Task description:
Filter the data for lines with the word "window", then copy every line so identified.

** Opening Data supplied block **

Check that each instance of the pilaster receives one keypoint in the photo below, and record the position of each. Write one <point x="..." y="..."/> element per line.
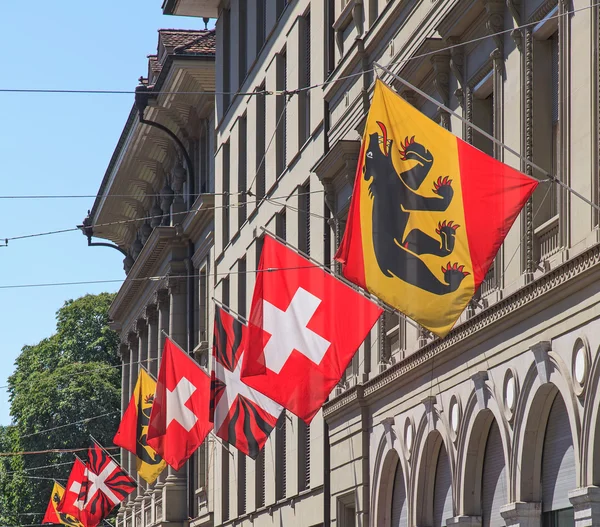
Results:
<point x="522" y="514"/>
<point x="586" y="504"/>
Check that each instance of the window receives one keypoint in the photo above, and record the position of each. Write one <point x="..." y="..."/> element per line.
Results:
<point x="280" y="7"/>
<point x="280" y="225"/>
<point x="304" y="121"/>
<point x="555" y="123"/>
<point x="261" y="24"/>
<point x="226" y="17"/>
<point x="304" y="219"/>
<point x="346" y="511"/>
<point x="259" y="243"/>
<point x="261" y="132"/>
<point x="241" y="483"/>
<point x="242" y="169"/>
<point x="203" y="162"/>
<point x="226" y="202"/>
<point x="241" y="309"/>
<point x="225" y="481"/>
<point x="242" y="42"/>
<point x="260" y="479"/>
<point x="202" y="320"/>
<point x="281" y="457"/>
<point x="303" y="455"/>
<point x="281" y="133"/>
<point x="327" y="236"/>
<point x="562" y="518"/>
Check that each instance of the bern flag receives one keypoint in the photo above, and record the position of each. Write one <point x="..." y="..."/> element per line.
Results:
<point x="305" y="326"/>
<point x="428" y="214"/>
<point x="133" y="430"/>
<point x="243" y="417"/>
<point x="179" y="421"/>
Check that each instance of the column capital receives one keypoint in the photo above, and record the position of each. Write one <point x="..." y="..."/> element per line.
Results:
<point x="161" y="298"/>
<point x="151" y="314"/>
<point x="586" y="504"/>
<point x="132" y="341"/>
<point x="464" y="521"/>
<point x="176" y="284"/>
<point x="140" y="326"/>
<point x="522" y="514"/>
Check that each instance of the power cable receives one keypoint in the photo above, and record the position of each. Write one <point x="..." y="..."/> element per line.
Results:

** Closing Data supplied block **
** Opening Data supplied block **

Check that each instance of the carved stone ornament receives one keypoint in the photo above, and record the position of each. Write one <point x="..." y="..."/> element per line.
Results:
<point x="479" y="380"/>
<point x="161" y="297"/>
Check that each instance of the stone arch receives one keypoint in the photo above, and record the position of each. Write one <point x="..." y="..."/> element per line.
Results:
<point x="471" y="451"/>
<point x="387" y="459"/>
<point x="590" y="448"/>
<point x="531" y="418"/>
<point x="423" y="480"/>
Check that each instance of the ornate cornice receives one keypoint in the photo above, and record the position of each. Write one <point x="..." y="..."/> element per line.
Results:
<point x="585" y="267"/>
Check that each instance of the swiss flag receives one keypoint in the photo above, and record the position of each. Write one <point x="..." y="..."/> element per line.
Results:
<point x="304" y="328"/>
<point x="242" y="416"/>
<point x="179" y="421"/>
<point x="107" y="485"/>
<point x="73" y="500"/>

** Closing Data supplied block **
** Opening Data supplied block **

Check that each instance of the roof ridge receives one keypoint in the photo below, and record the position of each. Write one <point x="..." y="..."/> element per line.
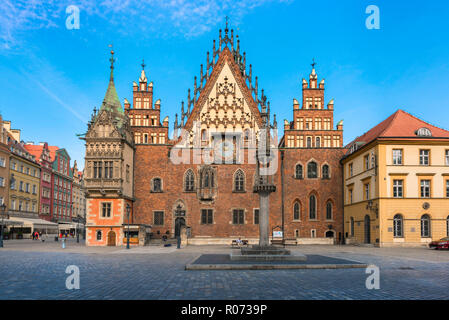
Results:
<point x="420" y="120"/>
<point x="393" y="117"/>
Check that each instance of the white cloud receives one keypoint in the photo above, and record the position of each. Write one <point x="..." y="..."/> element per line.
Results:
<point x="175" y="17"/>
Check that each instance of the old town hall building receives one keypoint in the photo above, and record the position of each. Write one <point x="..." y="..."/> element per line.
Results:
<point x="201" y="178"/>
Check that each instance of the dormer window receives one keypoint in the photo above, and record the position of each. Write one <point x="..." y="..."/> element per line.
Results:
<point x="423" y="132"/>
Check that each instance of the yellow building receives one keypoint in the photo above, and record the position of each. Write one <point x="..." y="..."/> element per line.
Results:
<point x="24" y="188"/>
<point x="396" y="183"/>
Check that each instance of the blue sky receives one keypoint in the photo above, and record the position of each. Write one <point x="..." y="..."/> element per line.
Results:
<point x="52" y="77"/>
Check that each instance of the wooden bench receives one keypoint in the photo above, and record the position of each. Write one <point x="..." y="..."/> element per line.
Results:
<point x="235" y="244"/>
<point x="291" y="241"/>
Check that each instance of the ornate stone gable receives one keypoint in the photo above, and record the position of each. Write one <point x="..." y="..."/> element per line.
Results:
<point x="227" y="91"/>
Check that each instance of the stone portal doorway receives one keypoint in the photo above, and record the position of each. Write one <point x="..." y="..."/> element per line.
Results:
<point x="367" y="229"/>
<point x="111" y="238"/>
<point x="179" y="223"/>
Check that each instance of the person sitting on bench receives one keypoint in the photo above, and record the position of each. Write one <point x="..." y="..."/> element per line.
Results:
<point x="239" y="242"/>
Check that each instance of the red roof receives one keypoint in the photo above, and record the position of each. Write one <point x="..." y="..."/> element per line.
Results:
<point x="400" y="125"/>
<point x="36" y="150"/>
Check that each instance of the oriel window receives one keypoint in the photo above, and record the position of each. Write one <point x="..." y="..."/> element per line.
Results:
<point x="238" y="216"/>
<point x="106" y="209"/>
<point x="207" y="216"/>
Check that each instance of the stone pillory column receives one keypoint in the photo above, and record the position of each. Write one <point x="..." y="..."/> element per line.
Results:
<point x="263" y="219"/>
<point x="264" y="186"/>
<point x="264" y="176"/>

** Closing Data supplied block **

Answer area:
Check that each instance of the window receives one keypoint in the photo above, and record the position of each. Write one <point x="..." y="..."/> element per line.
Check that each instance of the dormer window receives one keypoint in the photo above, and record the position of each. Write one <point x="..." y="..."/> element per line.
Check that each instance of the oriel window receives one keypoint in the photo above, and record the position of each. Write one <point x="..." y="..."/> element per line.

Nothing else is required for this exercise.